-------- Raw records --------

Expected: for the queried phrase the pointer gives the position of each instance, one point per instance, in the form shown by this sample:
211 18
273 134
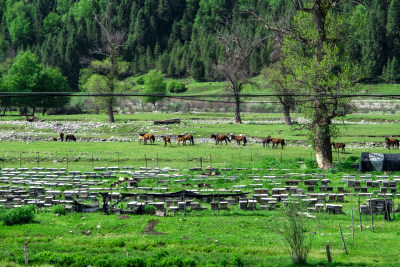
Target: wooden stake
352 217
328 253
341 234
372 217
26 253
359 213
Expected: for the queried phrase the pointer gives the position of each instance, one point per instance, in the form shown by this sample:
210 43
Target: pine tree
392 29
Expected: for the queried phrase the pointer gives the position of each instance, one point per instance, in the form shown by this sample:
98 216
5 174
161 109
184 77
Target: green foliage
21 215
155 84
59 209
176 87
141 80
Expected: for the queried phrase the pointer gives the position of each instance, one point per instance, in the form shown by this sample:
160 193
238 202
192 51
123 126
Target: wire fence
87 161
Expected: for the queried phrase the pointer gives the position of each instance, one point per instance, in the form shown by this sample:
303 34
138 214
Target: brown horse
167 140
336 146
146 137
276 142
70 137
220 138
392 142
265 142
185 137
239 139
61 136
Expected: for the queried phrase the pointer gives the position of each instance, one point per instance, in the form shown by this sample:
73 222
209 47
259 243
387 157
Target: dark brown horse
265 142
276 142
146 137
70 137
220 138
239 139
61 136
342 146
167 140
185 137
392 142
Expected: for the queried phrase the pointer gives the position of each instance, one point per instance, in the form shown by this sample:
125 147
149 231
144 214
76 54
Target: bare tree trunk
110 113
323 148
238 119
286 114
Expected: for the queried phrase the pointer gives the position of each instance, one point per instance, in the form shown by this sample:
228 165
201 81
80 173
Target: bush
176 87
20 215
59 209
140 80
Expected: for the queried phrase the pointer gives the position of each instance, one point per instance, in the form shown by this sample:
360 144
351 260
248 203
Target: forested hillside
179 37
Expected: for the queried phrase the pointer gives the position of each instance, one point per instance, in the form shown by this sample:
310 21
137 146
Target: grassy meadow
197 238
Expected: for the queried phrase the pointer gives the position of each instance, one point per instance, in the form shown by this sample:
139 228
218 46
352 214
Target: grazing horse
146 137
336 146
185 137
265 142
220 138
239 139
167 140
30 119
276 142
392 143
61 136
70 137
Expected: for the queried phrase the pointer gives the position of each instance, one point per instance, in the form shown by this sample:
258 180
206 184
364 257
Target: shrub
140 80
176 87
171 86
60 209
20 215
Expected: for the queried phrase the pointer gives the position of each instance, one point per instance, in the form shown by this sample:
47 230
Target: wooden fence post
328 253
341 234
26 253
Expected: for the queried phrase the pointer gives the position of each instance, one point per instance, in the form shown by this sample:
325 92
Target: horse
31 119
61 136
167 139
276 142
146 137
185 137
70 137
265 142
392 143
239 139
336 146
220 138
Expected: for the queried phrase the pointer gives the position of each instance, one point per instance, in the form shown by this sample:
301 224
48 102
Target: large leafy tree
315 64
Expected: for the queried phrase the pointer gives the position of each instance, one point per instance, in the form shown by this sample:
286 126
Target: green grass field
200 238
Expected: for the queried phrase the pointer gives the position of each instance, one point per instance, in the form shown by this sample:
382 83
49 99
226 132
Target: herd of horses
68 137
220 139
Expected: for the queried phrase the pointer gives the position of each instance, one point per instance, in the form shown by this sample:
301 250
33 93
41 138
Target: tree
234 66
52 80
293 226
316 67
108 72
154 84
392 28
28 75
279 80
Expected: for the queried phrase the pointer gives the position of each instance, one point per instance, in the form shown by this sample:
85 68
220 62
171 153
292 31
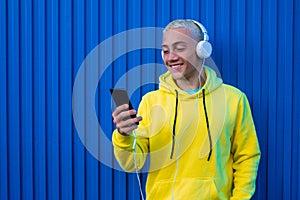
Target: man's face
179 49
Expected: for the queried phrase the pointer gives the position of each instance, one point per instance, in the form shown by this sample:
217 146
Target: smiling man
198 131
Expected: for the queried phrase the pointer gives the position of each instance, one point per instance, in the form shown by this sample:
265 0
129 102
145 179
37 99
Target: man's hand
124 123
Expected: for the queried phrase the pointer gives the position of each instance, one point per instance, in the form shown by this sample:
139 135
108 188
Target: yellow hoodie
198 148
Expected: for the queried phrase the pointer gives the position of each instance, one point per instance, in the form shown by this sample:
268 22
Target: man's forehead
178 35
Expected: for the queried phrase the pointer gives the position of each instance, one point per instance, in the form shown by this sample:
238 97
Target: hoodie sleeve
245 151
123 145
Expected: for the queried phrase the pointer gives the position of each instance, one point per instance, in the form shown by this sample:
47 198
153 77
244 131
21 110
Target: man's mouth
176 66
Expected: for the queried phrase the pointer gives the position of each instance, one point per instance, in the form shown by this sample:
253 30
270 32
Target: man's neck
192 83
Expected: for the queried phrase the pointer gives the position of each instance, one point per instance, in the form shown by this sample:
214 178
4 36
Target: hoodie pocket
182 189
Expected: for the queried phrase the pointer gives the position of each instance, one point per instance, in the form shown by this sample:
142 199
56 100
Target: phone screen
120 97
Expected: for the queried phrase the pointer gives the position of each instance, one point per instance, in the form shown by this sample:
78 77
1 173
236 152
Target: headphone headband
202 29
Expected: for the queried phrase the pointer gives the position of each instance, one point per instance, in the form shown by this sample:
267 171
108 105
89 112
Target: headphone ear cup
203 49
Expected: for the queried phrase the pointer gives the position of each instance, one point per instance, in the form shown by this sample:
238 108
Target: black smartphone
120 97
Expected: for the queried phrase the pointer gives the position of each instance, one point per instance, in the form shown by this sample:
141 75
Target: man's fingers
120 109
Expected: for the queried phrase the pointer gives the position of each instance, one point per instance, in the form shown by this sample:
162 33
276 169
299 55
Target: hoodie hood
167 84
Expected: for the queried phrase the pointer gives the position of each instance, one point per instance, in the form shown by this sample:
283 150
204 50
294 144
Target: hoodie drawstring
207 125
174 125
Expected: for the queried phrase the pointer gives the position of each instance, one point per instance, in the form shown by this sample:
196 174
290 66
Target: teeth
175 66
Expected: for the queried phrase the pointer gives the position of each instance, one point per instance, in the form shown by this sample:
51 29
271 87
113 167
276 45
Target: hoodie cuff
122 141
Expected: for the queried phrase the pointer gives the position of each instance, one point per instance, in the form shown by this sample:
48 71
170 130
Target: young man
198 131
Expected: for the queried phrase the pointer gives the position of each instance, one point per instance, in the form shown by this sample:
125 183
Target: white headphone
203 48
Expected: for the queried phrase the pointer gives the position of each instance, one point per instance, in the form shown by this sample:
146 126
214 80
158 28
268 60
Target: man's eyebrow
174 44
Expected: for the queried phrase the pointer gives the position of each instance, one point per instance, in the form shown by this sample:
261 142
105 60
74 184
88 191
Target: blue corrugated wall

--------

What needs to be done:
Extract each line from the rows above that contains the word "tree", and copy those lines in full.

Written answer:
Target: pine tree
Target: bare tree trunk
Target: large leafy tree
Target: tree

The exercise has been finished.